Input data
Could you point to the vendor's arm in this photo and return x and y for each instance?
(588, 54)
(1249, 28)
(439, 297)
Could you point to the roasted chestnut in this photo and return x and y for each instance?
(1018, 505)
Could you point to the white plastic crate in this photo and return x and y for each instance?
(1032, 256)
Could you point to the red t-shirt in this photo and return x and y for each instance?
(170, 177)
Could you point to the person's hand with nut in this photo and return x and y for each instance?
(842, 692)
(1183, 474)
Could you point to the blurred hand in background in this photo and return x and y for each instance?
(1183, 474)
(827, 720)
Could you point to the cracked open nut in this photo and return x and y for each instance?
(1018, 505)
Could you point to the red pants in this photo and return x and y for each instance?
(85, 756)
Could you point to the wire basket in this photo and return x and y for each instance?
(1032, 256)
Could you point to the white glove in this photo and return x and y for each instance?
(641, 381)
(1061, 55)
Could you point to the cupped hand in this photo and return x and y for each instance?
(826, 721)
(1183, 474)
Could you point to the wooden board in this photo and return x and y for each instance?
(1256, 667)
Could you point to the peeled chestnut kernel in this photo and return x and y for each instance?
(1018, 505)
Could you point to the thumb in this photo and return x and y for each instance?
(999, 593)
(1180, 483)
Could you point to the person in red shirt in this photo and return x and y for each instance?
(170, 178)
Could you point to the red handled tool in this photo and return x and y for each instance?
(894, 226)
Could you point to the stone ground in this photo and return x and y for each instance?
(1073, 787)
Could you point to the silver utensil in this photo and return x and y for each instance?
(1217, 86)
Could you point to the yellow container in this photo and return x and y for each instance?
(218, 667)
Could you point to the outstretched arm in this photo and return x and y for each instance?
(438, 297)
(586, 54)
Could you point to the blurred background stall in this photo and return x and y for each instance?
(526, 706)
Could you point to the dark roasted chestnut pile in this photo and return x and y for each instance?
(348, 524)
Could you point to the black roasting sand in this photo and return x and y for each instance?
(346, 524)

Exercise details
Copy out the data exactly as it stands, leaving nothing out.

Solution to this task
Could you point to the vendor's arm in this photo and return x and y for each instance?
(588, 54)
(1249, 28)
(439, 297)
Could you point to the roasted chestnut in this photo and return x and y for each instance?
(1018, 505)
Could you point to the white plastic crate in this photo and return x and y for each instance?
(1032, 256)
Could you point to the red t-shirt in this photo and return x and y for each instance?
(170, 177)
Could you point to the person's hand with nut in this photo and return x and y for each instance?
(842, 692)
(1183, 474)
Could you point to the blurred hand in background in this photo and return x and y for each instance?
(1183, 474)
(827, 720)
Could you point to the cracked open nut in this photo and return x and y for each instance?
(1018, 505)
Could you point to the red pants in this photo and return x and y for each instance?
(85, 756)
Could you point to the wire basket in this photo and return x and y for each instance?
(1032, 256)
Could you point to the white glove in this photo and return x and y for each instance?
(641, 381)
(1061, 55)
Could you point to the cupped hand in this photo and return x and y for each instance?
(826, 721)
(1183, 474)
Could you point to the wooden board in this photo and return x and y for each instance?
(1256, 667)
Could you point to the peeled chestnut kernel in this photo and return x and y for each instance?
(1018, 505)
Could you point to the thumb in this photo and return x and y for each instance?
(999, 593)
(1180, 483)
Could you point to the person in red shirt in this photo and return x and y for each instance?
(170, 178)
Could you point to the red handled tool in this photo and return x and y for each instance?
(894, 226)
Could you point to the stone ground in this photo and return x and y for each instance?
(1073, 787)
Could you point to the silver utensil in this photo and return x and y for each instance?
(1217, 86)
Could you point to the yellow container in this photo and return x and y for each instance?
(218, 667)
Could you point to the outstretched arm in this photo and return x and y for each instance?
(438, 297)
(586, 54)
Could you point to the blurred background stall in this photo and return x and y for each instance?
(526, 706)
Could you point to the dark roasted chestnut pile in this photo and return x and y for each instance?
(348, 524)
Could you point to the black roasting sand in this photo and return x and y for each instance?
(346, 524)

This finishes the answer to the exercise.